▶ Instructions:
**A)** In the passage on leading authors and institutions, which researcher has the highest citation count?
**B)** Quote the passage on leading authors and institutions from "Table 5 presents" up to and including "impact in the field.".
**C)** Write what comes next in the passage on leading authors and institutions, picking up after its final sentence.
(Excerpt)
Table 5 presents a concise overview of the top 10 most prolific authors in the field. The collaborative dynamics among researchers are visually represented in Figure 4D, delineated into 11 distinct clusters. Noteworthy contributions include Peter A. Jones, who boasts the highest citation count of 5,085. Additionally, Stephen B. Baylin emerges as a leader in publications, with 27 to his credit, as well as possessing impressive h-index (26) and g-index (31) scores. Meanwhile, Table 6 meticulously details the top ten academic institutions by publication output. MD Anderson Cancer Center at the University of Texas stands out with the highest number of publications (57). The University of Southern California leads in both total citations (8,920) and average citations per publication (318.57), underscoring its significant impact in the field.
(End Excerpt)
(Provided records)
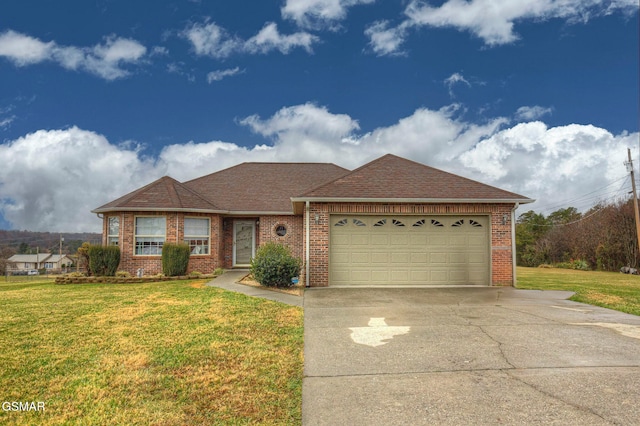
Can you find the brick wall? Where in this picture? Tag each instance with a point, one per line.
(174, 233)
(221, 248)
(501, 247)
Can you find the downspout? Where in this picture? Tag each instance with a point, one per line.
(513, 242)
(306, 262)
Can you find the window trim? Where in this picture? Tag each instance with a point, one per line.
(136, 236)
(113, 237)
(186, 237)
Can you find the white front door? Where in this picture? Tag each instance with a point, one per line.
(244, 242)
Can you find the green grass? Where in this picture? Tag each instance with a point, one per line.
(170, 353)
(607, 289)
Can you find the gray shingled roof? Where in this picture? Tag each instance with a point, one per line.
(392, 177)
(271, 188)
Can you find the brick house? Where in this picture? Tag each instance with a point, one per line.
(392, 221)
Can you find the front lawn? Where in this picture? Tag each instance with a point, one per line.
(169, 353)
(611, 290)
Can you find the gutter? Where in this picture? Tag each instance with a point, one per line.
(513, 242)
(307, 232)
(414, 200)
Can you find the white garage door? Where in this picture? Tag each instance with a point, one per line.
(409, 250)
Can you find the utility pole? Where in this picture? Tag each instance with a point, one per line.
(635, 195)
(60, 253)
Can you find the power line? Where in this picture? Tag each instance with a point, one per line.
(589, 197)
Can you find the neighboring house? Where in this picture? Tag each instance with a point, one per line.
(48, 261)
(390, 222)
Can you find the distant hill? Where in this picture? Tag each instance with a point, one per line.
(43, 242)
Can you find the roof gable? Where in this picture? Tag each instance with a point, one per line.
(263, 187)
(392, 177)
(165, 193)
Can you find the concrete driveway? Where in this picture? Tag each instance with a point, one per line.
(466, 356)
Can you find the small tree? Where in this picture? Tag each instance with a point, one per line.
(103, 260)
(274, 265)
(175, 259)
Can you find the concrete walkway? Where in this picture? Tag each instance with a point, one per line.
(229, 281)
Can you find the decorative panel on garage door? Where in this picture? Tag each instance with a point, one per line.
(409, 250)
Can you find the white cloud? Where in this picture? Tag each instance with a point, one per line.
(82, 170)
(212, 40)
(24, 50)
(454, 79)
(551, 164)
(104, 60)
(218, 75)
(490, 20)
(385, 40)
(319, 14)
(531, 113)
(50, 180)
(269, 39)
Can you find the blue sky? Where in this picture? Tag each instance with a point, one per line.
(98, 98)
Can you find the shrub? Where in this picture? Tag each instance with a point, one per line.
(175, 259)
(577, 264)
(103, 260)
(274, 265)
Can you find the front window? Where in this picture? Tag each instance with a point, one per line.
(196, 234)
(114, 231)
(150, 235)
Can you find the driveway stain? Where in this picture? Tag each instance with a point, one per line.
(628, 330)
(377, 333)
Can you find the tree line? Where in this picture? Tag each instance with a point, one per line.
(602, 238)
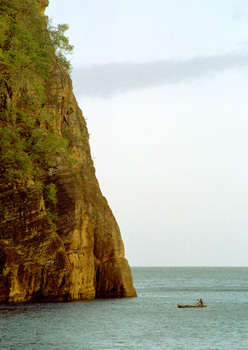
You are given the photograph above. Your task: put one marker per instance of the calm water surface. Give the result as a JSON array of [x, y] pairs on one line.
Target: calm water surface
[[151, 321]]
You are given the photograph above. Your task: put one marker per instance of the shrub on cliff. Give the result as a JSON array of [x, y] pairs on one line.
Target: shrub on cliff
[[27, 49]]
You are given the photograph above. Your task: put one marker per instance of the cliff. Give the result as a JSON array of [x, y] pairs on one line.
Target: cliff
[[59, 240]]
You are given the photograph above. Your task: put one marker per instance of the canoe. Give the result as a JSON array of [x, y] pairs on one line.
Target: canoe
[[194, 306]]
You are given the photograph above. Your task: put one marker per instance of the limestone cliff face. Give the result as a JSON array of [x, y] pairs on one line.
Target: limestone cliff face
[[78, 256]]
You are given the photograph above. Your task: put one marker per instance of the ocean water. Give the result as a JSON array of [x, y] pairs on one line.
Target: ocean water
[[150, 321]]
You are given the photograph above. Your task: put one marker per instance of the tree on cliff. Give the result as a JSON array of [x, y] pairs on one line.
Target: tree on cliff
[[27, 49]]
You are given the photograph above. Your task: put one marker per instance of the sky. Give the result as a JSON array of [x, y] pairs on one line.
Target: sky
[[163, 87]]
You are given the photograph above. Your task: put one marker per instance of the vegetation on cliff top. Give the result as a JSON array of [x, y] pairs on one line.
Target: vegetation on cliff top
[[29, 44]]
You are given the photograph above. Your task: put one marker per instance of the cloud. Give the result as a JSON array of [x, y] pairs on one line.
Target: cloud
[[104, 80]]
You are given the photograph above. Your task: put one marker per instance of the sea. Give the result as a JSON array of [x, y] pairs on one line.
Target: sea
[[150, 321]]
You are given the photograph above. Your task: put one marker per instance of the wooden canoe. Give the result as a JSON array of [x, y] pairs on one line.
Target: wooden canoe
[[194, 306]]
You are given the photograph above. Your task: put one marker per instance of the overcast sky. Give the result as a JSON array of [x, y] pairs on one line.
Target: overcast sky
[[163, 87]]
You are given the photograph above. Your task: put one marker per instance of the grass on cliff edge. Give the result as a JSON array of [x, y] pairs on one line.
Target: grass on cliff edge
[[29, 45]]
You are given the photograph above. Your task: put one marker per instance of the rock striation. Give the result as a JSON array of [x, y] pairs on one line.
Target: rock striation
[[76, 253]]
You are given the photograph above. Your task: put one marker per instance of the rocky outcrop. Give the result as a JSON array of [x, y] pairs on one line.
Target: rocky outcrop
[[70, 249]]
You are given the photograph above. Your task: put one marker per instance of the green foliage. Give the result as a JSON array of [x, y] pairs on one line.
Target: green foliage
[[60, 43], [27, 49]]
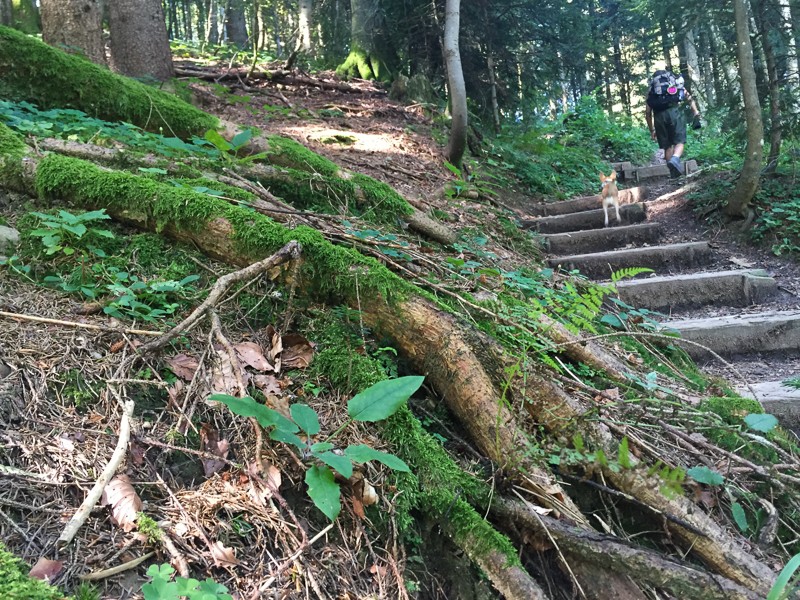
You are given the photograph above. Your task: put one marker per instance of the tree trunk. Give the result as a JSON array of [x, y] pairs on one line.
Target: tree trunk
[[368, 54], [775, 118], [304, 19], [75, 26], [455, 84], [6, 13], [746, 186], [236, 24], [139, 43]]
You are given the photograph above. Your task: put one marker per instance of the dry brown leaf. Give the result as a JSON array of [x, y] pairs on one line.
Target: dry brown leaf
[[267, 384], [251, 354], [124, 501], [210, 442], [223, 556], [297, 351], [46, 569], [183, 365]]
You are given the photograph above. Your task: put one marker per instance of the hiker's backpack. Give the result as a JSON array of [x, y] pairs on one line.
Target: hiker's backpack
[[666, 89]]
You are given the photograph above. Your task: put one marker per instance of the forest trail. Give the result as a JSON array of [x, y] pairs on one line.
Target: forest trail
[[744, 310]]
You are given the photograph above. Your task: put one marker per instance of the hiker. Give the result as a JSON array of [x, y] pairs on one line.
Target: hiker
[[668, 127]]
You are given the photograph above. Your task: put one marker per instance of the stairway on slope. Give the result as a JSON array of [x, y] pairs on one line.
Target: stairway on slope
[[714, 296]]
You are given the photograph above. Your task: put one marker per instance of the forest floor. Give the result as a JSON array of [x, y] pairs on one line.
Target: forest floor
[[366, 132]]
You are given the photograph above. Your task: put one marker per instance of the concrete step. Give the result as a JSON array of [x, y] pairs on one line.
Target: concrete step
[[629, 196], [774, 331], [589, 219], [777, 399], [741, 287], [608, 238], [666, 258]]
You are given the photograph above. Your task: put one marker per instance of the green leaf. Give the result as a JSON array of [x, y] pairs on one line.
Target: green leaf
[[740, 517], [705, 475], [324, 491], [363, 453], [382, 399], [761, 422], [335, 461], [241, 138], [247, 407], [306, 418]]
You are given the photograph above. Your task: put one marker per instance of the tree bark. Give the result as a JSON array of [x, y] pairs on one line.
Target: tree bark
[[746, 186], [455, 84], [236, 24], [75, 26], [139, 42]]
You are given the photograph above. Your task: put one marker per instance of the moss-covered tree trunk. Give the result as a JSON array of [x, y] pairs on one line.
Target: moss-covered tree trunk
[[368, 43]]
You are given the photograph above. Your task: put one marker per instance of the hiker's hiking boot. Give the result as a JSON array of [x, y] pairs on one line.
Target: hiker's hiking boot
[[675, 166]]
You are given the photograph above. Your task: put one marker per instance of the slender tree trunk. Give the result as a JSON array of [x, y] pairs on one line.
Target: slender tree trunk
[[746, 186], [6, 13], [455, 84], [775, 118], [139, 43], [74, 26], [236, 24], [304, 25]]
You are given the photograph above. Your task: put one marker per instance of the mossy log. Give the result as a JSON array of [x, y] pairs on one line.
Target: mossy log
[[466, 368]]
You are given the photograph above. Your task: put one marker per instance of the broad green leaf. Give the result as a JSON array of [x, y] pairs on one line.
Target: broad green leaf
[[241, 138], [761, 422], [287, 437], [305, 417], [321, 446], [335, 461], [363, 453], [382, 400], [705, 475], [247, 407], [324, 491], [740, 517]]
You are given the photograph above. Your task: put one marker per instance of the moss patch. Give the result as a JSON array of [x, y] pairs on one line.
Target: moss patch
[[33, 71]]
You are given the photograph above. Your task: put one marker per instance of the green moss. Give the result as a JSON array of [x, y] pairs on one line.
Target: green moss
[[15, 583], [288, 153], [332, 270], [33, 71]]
(End Provided records)
▶ Answers below:
**A)** Peter A. Jones, with 5,085 citations.

**B)**
Table 5 presents a concise overview of the top 10 most prolific authors in the field. The collaborative dynamics among researchers are visually represented in Figure 4D, delineated into 11 distinct clusters. Noteworthy contributions include Peter A. Jones, who boasts the highest citation count of 5,085. Additionally, Stephen B. Baylin emerges as a leader in publications, with 27 to his credit, as well as possessing impressive h-index (26) and g-index (31) scores. Meanwhile, Table 6 meticulously details the top ten academic institutions by publication output. MD Anderson Cancer Center at the University of Texas stands out with the highest number of publications (57). The University of Southern California leads in both total citations (8,920) and average citations per publication (318.57), underscoring its significant impact in the field.

**C)**
4 Discussion
In recent decades, the field of epigenetics in biology has undergone a significant transformation, challenging longstanding traditional perspectives regarding the genetic code as the primary determinant of cellular gene function and the leading cause of human diseases (Sharma et al., 2010). Progress in cancer epigenetics has prompted the realization that genome packaging may be just as critical as the genome itself in regulating fundamental cellular processes essential for maintaining cell characteristics and triggering disease states such as cancer (Yoo and Jones, 2006; Baylin and Jones, 2011). The emergence of numerous drugs targeting specific enzymes involved in epigenetic regulation of gene expression has made the utilization of epigenetic targets an increasingly effective and valuable approach in chemotherapy and cancer chemoprevention (Yoo and Jones, 2006).
This study aims to explore the research focal points, knowledge base expansion, and trends in epigenetic inhibitors in tumors over the past two decades. An analysis of literature published from 2004 to 2023 in this field was conducted, and the findings are presented visually. After excluding studies that did not meet the selection criteria, our analysis covered 2,153 English-language papers published in 109 journals from 249 institutions across 48 countries/regions. This research offers a bibliometric analysis of studies on epigenetic therapies in oncology, with the goal of providing researchers with a comprehensive understanding of cancer epigenetic treatments.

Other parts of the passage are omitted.